■ Directions: Repeat every entry exactly as given.
=== Records for the task ===
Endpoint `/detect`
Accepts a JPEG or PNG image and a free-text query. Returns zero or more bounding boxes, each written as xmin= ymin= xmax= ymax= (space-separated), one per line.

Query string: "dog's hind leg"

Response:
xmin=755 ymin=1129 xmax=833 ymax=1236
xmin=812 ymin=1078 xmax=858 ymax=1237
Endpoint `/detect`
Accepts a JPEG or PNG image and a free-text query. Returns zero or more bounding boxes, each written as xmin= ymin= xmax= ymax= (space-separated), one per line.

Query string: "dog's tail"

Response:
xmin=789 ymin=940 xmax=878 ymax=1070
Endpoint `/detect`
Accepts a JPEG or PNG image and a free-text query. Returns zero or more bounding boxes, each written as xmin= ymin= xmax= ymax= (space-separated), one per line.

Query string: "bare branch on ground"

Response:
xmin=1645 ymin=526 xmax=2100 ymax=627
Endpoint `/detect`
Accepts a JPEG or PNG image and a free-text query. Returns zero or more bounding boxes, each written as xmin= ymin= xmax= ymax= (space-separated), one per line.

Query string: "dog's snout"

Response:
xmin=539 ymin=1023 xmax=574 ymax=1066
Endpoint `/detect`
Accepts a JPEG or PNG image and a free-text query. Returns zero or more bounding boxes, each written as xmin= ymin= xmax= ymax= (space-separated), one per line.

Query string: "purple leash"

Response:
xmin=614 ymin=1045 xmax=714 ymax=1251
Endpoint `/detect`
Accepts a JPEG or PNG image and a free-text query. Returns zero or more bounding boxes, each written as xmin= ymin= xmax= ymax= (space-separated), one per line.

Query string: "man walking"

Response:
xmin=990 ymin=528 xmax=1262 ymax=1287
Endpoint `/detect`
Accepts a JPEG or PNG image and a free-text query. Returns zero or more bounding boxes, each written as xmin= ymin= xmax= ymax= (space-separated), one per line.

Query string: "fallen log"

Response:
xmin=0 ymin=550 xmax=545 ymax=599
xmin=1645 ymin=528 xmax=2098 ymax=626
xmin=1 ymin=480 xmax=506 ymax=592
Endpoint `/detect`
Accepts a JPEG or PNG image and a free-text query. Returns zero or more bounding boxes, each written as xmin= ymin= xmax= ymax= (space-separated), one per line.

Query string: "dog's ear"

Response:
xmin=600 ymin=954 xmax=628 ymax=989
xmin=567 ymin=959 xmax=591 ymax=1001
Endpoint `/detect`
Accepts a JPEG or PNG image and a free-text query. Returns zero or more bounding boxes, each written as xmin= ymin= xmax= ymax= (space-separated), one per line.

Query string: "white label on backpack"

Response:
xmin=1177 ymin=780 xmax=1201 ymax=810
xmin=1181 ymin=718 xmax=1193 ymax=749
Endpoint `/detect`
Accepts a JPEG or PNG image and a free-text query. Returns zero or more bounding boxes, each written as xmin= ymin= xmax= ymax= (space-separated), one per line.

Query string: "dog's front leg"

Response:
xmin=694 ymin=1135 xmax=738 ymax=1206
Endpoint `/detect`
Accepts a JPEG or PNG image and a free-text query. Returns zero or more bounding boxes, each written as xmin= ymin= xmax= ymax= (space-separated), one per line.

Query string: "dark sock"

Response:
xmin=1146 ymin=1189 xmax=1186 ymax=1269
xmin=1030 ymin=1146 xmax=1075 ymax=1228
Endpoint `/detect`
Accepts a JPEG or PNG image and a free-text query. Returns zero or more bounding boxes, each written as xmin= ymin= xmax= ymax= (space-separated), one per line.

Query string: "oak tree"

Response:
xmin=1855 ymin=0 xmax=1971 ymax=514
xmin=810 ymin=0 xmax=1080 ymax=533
===
■ Answer to the exercise:
Endpoint `/detect`
Accepts a JPEG or PNG image and a free-text query. Returns zero or more bounding boxes, each written as xmin= ymin= xmax= ymax= (space-separated), one per line.

Query string: "dog's hind leg"

Response:
xmin=755 ymin=1129 xmax=833 ymax=1236
xmin=812 ymin=1078 xmax=858 ymax=1237
Endpoint `/detect`
Accepts a JPEG or PNG image and a free-text query. Returns zero or more bounding boxes, each written as xmin= ymin= xmax= ymax= (space-separated), one per line.

Query string: "dog's tail"

Response:
xmin=789 ymin=940 xmax=878 ymax=1070
Endpoint `/detect`
Accepts a JPEG or PNG image and a free-text query. Returns zero or more bounding boxes, each written as xmin= ymin= xmax= ymax= (space-separated), one per line.

Query string: "bare branch on ground"

Response:
xmin=1645 ymin=526 xmax=2100 ymax=627
Endpoint `/detect`
Accepts a JPEG or PNG image and a free-text query. Returns zero or more bounding boxes, each written as xmin= ymin= xmax= ymax= (space-separated), one per line.

Query string: "dog's snout"

Response:
xmin=539 ymin=1023 xmax=574 ymax=1066
Endpoint `/detect`
Accepts a JPEG or PNG image and a free-text query. Returns zero or more bounding boxes, each written as xmin= ymin= xmax= ymax= (space-separated), one per line.

Query string: "purple leash"

Response:
xmin=614 ymin=1045 xmax=714 ymax=1251
Endpoint `/detect`
Accepts a JPEG or PNG image and a free-text query. Returns zero or more bounding boxes, each written as xmin= ymin= xmax= ymax= (space-separated), one per line.

Query string: "man walking"

Response:
xmin=990 ymin=528 xmax=1262 ymax=1287
Endpoint `/detect`
Accepts a JPEG or PNG image and a free-text query. Returns zero or more bounding boxes, each written as xmin= ymin= xmax= ymax= (space-separated), one per line.

Query string: "fallen log"

Response:
xmin=0 ymin=550 xmax=545 ymax=599
xmin=1645 ymin=528 xmax=2098 ymax=626
xmin=1 ymin=480 xmax=506 ymax=592
Endpoint `/detect`
Accepts a JPEG or PNG image and a free-text query. Returns zero or more bounding boxes, each written as xmin= ymin= xmax= ymax= (space-separated), one per line.

Query string: "dog's ear"

Response:
xmin=600 ymin=954 xmax=628 ymax=989
xmin=567 ymin=959 xmax=591 ymax=1001
Endpoint `/detect`
Accepts a JPEG or PNG image and a free-text query. Returns zero or more bounding boxes, each written as xmin= ymin= xmax= ymax= (space-separated), one per line.

Query string: "white label on backpack"

Response:
xmin=1177 ymin=780 xmax=1201 ymax=810
xmin=1181 ymin=718 xmax=1193 ymax=749
Endpoint `/detect`
Accepts a JPEG or PNG image and a free-text query. Returns zero or more bounding boxes, each written as xmin= ymin= xmax= ymax= (space-separated), one per line.

Query string: "dog's front leg"

Response:
xmin=694 ymin=1135 xmax=738 ymax=1206
Endpoint `/detect`
Accepts a JPEG or PNG image and a free-text query. Returns zero or more bounding boxes, each written as xmin= ymin= xmax= ymax= (space-separated), one per line.

Query string: "dark sock"

Response:
xmin=1146 ymin=1189 xmax=1186 ymax=1269
xmin=1030 ymin=1146 xmax=1075 ymax=1228
Endpoint `/detect`
Accepts a JPEG or PNG image and a free-text query. Returns zero or more bounding boxes, each written as xmin= ymin= xmax= ymax= (space-separated), one per line.

Query string: "oak tree"

Response:
xmin=1855 ymin=0 xmax=1971 ymax=514
xmin=810 ymin=0 xmax=1080 ymax=533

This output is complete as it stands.